ZADANIA I ĆWICZENIA:
a) Wypisz z wybranego fragmentu słowo w słowo odcinek od „W ocenie Sądu” aż do „w sprawie karnej.” włącznie.
b) Podaj wszystkie daty i wszystkie numery kart akt (ze skrótem „k.”), które występują w wybranym fragmencie, w kolejności ich pojawiania się.

WYBRANY FRAGMENT:
_ _ _ _ _

W ocenie Sądu gdyby incydent ten miał rzeczywiście miejsce w (...). bądź (...)., to wówczas powód wykorzystałby go jako przedmiot skarg składanych na Prokuratora Józefa Murawkę w celu odsunięcia go od postępowania w sprawie II K (...). Natomiast powód, mimo że składał wcześniej skargi na pozwanego, zarzut opisany w pozwie postawił J. M. dopiero 12 listopada 2009r. [skarga powoda do (...)k. 180] . Z treści tego pisma jak i skargi powoda z dnia 18 marca 2010 [ k. 196] wynika - odmiennie aniżeli ze stanowiska zajętego przez powoda w sprawie, że nie był on świadkiem zarzucanego zachowania pozwanego, lecz dowiedział się o niej z treści zeznań K. F. przesłuchanej w sprawie karnej.

_ _ _ _ _

WPISY:
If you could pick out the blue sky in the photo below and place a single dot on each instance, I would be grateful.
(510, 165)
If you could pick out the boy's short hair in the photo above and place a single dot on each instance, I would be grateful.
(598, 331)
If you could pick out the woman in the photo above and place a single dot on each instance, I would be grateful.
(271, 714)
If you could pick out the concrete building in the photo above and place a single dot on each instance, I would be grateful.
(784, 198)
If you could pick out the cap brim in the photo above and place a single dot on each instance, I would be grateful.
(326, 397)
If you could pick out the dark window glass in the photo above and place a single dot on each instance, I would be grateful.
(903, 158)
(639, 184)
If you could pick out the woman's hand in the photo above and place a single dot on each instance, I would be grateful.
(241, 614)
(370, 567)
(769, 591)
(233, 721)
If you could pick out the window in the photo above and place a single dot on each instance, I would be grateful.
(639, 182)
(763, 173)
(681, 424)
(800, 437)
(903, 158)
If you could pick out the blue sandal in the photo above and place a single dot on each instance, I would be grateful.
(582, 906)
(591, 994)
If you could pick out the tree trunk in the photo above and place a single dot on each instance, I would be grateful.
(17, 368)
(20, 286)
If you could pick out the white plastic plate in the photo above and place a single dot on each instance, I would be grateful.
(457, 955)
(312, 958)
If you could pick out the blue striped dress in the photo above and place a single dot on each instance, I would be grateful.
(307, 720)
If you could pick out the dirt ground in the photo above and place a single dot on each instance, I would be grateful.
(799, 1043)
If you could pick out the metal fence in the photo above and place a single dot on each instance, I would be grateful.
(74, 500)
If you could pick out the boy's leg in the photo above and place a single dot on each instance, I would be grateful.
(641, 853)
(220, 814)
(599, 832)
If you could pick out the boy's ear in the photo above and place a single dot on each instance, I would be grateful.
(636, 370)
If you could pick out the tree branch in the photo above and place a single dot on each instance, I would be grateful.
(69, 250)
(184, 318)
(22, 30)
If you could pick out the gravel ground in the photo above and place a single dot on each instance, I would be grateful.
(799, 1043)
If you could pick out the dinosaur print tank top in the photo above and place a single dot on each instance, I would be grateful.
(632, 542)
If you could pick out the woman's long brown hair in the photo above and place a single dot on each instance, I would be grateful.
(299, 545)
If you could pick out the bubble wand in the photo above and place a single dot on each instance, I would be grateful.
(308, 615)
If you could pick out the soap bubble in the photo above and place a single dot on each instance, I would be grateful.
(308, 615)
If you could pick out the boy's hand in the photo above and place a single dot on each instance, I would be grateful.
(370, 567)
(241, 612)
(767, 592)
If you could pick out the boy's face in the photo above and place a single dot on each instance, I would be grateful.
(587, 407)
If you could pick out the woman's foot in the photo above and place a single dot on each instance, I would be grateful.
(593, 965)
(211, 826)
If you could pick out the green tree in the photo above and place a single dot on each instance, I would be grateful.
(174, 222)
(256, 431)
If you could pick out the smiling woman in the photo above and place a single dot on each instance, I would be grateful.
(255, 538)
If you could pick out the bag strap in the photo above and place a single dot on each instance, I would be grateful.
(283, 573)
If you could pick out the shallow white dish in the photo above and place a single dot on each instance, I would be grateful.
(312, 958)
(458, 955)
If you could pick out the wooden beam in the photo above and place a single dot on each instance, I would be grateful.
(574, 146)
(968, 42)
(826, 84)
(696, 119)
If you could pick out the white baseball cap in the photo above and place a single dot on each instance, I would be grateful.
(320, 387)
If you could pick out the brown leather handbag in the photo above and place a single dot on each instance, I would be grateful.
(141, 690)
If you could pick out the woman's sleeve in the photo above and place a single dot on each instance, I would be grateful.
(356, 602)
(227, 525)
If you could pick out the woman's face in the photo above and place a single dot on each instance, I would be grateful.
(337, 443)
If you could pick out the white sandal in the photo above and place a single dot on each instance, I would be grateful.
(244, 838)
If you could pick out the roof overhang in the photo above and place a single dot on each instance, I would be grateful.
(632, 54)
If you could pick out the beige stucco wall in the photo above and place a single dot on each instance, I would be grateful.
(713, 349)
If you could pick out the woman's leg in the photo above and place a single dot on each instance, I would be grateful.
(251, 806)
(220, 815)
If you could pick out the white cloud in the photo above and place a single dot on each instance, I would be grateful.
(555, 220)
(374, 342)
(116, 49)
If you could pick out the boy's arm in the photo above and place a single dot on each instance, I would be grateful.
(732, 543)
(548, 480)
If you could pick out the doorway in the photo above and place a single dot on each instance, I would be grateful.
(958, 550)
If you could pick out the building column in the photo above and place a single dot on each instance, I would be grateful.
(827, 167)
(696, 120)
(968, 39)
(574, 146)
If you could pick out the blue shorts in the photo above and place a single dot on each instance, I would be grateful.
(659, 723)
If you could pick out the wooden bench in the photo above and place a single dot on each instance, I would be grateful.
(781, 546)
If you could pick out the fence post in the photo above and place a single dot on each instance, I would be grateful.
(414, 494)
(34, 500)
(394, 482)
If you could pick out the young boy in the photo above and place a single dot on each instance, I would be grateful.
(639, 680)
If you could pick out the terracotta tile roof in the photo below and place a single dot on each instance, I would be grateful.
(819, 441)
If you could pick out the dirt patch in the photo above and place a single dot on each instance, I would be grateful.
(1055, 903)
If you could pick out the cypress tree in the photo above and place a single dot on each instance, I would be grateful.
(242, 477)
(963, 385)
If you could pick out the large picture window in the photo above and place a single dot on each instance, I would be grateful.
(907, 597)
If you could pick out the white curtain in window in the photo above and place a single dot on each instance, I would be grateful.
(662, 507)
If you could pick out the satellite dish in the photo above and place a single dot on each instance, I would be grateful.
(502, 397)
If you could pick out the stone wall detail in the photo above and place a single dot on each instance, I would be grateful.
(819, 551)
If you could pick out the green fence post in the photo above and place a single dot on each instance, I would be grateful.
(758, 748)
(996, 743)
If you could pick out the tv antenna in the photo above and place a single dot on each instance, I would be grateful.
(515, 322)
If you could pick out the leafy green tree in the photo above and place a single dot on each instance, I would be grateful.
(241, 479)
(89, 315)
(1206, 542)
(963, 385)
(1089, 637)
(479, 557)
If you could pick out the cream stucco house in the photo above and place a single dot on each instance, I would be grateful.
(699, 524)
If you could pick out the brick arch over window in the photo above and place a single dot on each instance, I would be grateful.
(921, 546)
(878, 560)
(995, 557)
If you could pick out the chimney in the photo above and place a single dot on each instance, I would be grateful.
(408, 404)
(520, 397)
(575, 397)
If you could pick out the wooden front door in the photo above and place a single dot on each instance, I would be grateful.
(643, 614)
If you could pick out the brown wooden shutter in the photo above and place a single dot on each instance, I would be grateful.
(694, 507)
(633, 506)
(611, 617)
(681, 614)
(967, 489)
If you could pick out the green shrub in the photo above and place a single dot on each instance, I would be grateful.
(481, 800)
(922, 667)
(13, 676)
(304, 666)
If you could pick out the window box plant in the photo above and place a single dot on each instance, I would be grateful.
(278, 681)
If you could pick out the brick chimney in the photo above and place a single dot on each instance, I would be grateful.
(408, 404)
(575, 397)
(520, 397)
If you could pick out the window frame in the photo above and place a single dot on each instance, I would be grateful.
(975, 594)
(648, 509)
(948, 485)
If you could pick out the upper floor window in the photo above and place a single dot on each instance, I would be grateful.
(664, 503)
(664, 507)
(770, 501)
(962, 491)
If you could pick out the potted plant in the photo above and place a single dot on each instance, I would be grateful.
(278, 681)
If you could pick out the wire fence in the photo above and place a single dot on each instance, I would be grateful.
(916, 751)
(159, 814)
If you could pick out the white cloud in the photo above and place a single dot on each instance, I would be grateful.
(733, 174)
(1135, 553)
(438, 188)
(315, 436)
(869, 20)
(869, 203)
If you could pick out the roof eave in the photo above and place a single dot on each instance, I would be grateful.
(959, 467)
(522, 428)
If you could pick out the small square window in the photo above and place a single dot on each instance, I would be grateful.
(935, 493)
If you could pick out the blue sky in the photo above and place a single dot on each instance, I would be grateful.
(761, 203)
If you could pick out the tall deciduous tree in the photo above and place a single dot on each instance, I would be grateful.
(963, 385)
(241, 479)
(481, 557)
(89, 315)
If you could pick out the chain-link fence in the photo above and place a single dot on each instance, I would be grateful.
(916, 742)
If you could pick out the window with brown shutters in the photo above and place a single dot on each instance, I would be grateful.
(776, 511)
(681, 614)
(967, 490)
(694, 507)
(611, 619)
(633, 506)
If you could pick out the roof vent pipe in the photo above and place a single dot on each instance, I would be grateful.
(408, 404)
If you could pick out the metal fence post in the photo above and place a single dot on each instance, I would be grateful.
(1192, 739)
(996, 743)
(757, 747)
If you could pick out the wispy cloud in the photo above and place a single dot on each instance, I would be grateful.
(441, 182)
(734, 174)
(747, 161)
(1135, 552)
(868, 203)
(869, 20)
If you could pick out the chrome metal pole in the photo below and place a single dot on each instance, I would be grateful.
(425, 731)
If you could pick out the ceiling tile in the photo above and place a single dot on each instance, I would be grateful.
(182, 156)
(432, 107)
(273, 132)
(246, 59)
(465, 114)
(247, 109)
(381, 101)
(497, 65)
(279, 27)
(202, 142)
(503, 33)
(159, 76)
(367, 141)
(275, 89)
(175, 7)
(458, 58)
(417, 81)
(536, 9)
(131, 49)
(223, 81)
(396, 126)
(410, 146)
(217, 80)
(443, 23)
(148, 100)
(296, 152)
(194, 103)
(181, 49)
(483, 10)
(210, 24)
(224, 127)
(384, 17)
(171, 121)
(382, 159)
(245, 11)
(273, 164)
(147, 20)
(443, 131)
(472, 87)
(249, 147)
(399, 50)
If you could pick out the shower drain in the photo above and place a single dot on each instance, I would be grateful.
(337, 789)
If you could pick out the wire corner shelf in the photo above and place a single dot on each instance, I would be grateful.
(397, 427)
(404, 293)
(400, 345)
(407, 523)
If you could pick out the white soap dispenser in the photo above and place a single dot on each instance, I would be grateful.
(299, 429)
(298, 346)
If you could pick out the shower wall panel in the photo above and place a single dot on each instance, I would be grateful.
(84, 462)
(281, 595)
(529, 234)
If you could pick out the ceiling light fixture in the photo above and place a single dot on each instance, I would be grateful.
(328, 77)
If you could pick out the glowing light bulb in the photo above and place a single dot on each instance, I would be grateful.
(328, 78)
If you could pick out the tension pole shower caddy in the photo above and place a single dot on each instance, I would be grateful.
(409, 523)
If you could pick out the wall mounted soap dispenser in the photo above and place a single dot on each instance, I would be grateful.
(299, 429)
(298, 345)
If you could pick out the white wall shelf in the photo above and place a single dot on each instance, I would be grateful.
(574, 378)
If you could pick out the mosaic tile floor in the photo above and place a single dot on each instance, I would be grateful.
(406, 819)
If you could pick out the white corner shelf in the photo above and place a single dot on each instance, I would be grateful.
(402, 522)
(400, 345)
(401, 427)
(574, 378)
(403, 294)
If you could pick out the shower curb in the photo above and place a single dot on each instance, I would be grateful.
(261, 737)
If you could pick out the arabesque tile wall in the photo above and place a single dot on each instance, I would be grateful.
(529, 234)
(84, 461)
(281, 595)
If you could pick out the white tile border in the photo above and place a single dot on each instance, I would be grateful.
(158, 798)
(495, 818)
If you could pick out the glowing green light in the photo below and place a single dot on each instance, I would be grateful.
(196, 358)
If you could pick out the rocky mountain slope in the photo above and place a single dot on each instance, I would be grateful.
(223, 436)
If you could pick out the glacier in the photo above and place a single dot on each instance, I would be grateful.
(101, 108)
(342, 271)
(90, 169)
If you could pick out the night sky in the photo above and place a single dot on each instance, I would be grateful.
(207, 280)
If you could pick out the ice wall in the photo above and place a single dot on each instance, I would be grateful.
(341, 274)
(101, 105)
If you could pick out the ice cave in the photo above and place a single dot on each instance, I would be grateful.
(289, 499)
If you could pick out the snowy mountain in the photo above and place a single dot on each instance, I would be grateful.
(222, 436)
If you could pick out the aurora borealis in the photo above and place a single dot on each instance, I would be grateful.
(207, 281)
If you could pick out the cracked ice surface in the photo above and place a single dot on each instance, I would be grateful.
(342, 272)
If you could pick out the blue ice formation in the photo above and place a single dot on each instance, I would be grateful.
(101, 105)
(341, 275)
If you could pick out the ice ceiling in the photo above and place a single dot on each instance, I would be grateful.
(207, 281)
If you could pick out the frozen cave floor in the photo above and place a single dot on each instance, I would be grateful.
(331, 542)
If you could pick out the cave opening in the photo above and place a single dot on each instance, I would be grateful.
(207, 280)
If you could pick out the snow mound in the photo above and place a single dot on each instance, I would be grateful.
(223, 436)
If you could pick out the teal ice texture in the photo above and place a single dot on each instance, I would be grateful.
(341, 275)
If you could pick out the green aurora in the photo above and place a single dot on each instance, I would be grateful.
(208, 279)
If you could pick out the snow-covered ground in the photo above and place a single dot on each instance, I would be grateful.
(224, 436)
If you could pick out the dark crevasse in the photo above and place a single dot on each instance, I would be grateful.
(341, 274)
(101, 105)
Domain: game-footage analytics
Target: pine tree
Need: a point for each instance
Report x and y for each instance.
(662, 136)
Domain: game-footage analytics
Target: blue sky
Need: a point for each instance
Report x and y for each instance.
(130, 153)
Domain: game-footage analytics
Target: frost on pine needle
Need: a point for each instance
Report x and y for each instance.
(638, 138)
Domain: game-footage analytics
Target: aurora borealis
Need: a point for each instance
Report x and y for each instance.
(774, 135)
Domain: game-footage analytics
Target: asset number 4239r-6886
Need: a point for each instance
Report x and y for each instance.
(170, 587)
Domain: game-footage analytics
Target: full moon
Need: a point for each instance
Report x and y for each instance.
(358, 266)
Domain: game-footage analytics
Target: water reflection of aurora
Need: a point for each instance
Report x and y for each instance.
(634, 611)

_ _ _ _ _

ODPOWIEDZI DO ZADAŃ:
a)
W ocenie Sądu gdyby incydent ten miał rzeczywiście miejsce w (...). bądź (...)., to wówczas powód wykorzystałby go jako przedmiot skarg składanych na Prokuratora Józefa Murawkę w celu odsunięcia go od postępowania w sprawie II K (...). Natomiast powód, mimo że składał wcześniej skargi na pozwanego, zarzut opisany w pozwie postawił J. M. dopiero 12 listopada 2009r. [skarga powoda do (...)k. 180] . Z treści tego pisma jak i skargi powoda z dnia 18 marca 2010 [ k. 196] wynika - odmiennie aniżeli ze stanowiska zajętego przez powoda w sprawie, że nie był on świadkiem zarzucanego zachowania pozwanego, lecz dowiedział się o niej z treści zeznań K. F. przesłuchanej w sprawie karnej.

b)
12 listopada 2009r.
k. 180
18 marca 2010
k. 196